• WRITTEN EXERCISE
Return each line of the records below that contains the word "hair". Treat uppercase and lowercase letters as distinct when matching.
>>>
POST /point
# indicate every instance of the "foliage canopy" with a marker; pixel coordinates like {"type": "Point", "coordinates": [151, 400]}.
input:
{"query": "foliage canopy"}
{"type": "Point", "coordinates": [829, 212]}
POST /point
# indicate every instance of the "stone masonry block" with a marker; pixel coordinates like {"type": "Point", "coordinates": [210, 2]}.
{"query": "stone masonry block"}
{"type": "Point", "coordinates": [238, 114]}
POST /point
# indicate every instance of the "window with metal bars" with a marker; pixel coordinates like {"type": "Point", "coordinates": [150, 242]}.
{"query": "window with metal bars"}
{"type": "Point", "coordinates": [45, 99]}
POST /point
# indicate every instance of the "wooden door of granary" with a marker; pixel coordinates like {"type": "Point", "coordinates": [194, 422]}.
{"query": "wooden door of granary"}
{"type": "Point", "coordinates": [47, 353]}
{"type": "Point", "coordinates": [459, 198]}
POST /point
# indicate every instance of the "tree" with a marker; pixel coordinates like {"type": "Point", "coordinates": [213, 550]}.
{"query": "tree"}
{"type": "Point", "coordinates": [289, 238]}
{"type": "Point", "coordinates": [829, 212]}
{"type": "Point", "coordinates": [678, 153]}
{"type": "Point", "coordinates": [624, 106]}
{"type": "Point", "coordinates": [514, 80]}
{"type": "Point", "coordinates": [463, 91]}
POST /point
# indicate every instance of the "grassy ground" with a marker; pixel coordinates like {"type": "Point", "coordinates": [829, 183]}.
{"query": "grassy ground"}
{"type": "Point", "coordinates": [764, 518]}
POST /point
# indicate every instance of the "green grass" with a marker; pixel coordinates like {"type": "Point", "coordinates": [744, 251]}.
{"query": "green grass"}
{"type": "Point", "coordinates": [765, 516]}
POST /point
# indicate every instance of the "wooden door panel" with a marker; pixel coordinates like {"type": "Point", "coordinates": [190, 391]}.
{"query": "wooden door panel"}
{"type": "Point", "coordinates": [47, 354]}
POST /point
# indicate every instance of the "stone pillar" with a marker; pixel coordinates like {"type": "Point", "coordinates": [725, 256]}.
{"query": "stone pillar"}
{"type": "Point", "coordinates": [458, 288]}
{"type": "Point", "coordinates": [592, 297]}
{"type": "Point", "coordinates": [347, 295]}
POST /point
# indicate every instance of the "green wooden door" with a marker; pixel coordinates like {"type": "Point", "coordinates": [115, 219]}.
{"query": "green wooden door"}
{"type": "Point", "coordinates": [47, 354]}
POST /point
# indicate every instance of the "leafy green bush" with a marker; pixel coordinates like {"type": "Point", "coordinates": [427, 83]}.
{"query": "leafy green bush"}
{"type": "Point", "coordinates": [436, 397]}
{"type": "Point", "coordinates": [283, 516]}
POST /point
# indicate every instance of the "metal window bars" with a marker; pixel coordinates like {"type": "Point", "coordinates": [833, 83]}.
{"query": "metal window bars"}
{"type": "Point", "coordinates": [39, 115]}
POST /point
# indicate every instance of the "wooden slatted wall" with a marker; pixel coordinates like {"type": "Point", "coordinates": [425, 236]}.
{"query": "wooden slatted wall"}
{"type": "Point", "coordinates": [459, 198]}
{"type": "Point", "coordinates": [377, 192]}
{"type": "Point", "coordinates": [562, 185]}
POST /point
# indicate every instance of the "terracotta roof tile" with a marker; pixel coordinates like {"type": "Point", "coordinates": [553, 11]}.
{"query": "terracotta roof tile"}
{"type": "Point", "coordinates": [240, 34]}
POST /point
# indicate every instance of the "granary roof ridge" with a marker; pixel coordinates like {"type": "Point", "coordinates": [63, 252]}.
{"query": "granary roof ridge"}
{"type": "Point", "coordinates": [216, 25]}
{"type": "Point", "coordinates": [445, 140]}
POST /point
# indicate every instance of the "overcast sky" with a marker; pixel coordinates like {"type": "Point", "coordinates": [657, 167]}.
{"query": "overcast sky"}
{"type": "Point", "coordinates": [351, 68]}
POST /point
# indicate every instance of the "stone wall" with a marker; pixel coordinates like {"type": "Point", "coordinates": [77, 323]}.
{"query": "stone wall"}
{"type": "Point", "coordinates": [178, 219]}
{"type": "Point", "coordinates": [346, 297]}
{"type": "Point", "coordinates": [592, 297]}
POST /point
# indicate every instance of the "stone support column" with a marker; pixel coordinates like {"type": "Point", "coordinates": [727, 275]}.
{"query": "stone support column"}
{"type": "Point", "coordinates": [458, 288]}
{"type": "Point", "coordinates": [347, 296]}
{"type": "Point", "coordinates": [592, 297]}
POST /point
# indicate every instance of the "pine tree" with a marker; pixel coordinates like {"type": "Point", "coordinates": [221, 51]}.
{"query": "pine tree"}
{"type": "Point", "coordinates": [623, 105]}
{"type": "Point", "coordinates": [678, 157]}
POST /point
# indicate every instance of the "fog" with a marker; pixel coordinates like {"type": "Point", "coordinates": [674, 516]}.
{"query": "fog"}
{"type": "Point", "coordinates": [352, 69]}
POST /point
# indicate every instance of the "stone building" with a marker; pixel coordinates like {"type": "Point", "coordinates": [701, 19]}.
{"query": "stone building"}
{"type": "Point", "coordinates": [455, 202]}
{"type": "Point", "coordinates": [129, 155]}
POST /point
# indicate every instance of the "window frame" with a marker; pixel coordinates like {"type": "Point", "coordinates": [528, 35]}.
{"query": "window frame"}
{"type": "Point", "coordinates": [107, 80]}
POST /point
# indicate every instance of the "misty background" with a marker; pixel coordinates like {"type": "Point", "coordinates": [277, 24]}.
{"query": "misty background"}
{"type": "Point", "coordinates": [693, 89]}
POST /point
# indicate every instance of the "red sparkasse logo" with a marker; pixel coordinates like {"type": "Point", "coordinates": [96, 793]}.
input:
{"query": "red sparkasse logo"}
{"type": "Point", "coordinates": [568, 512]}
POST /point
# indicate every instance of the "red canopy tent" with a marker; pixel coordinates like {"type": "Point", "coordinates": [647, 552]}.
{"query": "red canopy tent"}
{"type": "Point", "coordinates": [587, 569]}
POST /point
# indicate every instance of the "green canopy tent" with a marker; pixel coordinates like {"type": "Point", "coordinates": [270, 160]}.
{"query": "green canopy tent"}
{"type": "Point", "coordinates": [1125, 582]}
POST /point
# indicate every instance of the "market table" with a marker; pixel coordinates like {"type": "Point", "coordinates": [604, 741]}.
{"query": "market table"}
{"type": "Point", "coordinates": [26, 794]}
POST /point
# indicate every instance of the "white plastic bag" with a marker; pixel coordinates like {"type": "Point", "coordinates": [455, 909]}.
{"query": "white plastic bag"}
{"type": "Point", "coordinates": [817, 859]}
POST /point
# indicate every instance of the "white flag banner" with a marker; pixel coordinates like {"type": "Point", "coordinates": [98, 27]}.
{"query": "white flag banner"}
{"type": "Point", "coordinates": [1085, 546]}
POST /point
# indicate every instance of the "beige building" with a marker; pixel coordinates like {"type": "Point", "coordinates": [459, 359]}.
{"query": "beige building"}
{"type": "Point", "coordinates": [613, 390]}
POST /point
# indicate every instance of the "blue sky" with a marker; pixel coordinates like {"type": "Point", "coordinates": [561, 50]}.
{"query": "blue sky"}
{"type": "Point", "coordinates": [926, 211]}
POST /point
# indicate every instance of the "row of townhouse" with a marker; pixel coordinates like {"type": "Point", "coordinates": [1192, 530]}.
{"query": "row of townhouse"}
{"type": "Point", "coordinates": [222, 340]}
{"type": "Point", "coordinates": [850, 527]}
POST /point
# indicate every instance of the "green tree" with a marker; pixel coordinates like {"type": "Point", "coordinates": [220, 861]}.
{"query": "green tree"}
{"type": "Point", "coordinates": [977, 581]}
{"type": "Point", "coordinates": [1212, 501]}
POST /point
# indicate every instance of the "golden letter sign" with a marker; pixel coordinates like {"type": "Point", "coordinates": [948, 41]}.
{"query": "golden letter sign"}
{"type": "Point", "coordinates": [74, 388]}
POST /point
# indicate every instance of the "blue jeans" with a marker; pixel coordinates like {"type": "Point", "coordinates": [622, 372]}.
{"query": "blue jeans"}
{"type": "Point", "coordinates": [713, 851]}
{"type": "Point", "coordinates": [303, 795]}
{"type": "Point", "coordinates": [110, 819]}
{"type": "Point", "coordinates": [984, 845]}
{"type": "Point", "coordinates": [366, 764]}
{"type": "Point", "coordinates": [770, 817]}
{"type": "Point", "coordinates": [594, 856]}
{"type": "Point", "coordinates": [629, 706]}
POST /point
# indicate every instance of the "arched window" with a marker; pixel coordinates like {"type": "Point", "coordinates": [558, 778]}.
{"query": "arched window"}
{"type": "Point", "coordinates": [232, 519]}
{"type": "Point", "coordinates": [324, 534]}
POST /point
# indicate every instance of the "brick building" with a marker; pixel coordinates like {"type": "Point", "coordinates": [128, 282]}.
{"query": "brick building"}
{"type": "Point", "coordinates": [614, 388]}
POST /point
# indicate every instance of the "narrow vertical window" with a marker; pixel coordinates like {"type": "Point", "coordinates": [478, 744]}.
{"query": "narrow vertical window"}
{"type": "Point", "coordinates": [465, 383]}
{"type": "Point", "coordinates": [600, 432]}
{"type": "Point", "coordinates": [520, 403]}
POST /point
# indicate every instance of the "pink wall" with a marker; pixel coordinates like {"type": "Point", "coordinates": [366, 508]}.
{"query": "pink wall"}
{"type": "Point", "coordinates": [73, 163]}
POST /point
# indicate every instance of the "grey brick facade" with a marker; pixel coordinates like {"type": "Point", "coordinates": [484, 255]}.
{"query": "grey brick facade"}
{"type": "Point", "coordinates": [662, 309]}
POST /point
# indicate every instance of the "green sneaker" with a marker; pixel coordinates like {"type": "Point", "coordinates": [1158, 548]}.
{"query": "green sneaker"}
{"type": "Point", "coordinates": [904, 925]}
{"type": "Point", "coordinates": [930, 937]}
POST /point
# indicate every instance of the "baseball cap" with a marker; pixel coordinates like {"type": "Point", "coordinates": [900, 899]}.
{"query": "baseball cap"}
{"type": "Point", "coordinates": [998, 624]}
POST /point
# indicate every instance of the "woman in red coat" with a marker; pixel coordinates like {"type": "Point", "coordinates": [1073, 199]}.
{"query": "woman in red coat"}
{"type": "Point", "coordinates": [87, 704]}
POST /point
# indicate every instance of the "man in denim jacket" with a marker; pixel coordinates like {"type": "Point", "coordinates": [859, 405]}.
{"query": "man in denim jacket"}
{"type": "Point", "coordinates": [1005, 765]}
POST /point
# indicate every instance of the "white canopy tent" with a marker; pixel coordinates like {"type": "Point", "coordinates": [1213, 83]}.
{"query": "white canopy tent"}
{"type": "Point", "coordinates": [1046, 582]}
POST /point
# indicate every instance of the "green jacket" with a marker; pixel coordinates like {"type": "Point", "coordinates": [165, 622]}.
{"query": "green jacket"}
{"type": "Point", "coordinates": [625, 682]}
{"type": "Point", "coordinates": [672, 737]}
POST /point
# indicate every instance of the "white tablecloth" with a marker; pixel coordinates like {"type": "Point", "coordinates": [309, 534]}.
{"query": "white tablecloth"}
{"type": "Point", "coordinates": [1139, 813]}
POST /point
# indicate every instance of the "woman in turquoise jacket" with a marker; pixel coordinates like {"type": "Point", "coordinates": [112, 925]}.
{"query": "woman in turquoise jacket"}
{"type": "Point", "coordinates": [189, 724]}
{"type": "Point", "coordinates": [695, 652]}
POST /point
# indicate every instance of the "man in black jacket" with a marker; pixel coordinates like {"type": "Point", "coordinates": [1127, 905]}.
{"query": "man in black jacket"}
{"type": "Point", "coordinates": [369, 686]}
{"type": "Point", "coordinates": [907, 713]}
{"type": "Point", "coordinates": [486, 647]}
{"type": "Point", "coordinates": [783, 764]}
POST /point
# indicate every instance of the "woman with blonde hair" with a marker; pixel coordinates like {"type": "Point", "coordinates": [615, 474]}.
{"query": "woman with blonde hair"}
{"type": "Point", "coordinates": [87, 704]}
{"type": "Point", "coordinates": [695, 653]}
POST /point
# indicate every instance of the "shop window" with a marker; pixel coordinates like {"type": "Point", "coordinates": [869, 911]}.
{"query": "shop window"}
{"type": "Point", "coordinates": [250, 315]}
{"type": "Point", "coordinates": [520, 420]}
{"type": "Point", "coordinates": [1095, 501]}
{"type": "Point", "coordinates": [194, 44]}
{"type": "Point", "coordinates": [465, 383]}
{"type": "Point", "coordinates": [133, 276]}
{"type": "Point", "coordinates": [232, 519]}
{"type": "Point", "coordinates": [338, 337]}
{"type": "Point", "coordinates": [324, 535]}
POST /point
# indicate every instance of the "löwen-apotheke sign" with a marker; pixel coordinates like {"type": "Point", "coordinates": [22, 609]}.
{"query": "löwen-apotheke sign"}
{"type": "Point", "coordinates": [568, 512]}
<<<
• ANSWER IN FULL
# indicate every instance of the "woman with blonde hair" with a marker; pixel coordinates like {"type": "Point", "coordinates": [615, 474]}.
{"query": "woman with blonde hair"}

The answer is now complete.